● **TEXTAUSZUG**:
···

Visualisierung der drei Gottheiten

  1. Entspannung: Atme dreimal tief ein und aus. Lasse mit jedem Atemzug alle Anspannungen los. Entspanne dich.
  2. Erdung: Stelle dir vor, wie Wurzeln von deinen Füßen in die Erde wachsen und dich mit der Energie des Planeten verbinden. Denke mehrmals das Mantra „Wurzeln“, bis du deine Wurzeln in der Erde spürst. Verbinde dich mit dem ganzen Kosmos. Spüre dich als Teil des ganzen Kosmos. Du bist eins mit allem. Du bist alles. Du bist das Tao.
  3. Öffnung des Dan Tien: Konzentriere dich auf dein Dan Tien im Unterbauch. Atme dort hinein. Denke das Mantra „Kraft“, bis die Kraft in dir zu fließen anfängt und dich erfüllt.
  4. Die drei obersten Gottheiten: Stelle dir vor, wie du einen heiligen Berg hinaufsteigst und auf dem Gipfel einen Tempel erreichst. Hier begegnest du den drei höchsten Gottheiten des Taoismus. Der starke Krieger Lingbao Tianzun ist die Verkörperung der Kraft. Er macht jeden Tag seine spirituellen Übungen und bringt sich dadurch immer mehr in den Frieden und ins Glück. Er reitet auf einem goldenen Drachen. Er ist der Drache. Der Gott der Liebe Daode Tianzun ist ein Vorbild für die Eigenschaften Bescheidenheit, Natürlichkeit, Gelassenheit, Güte und Liebe. Er ist der Freund aller Wesen und wirkt auf seine Art für eine glückliche und erleuchtete Welt. Der Himmelsmeister Yuanshi Tianzun lebt in der Ruhe, in der Einheit des Kosmos, im Wu Wei. Er handelt nicht und alles geschieht von alleine. Wenn er handelt, handelt er aus der Ruhe und der Liebe heraus. Er hat kein Ego mehr und tut spontan das Richtige und Gute.

···

● **DATENAUSZUG**:
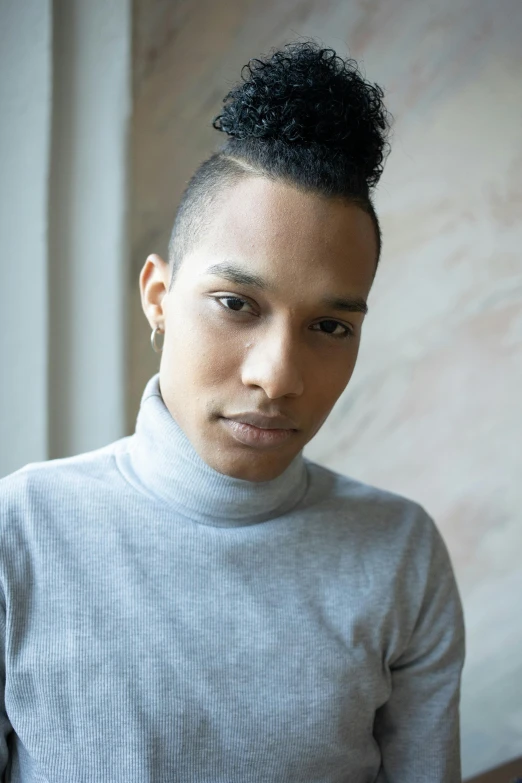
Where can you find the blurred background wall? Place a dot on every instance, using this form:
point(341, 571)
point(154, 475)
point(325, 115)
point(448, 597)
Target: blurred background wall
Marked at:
point(433, 409)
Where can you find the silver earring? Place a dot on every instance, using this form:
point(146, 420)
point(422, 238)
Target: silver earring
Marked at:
point(155, 347)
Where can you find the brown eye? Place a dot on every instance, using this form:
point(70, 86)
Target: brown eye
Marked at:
point(234, 303)
point(331, 329)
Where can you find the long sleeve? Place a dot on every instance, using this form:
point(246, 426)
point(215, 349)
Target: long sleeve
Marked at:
point(418, 729)
point(5, 726)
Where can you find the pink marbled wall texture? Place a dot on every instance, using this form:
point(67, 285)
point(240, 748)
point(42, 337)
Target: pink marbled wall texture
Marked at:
point(433, 410)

···

● **AUFGABENSTELLUNG**:
Tippe aus der Anleitung zur Visualisierung der drei Gottheiten oben die Stelle von „2. Erdung: Stelle“ bis „und dich erfüllt.“ wortgetreu ab.

● **SCHRIFTLICHE ANTWORT**:
2. Erdung: Stelle dir vor, wie Wurzeln von deinen Füßen in die Erde wachsen und dich mit der Energie des Planeten verbinden. Denke mehrmals das Mantra „Wurzeln“, bis du deine Wurzeln in der Erde spürst. Verbinde dich mit dem ganzen Kosmos. Spüre dich als Teil des ganzen Kosmos. Du bist eins mit allem. Du bist alles. Du bist das Tao.
  3. Öffnung des Dan Tien: Konzentriere dich auf dein Dan Tien im Unterbauch. Atme dort hinein. Denke das Mantra „Kraft“, bis die Kraft in dir zu fließen anfängt und dich erfüllt.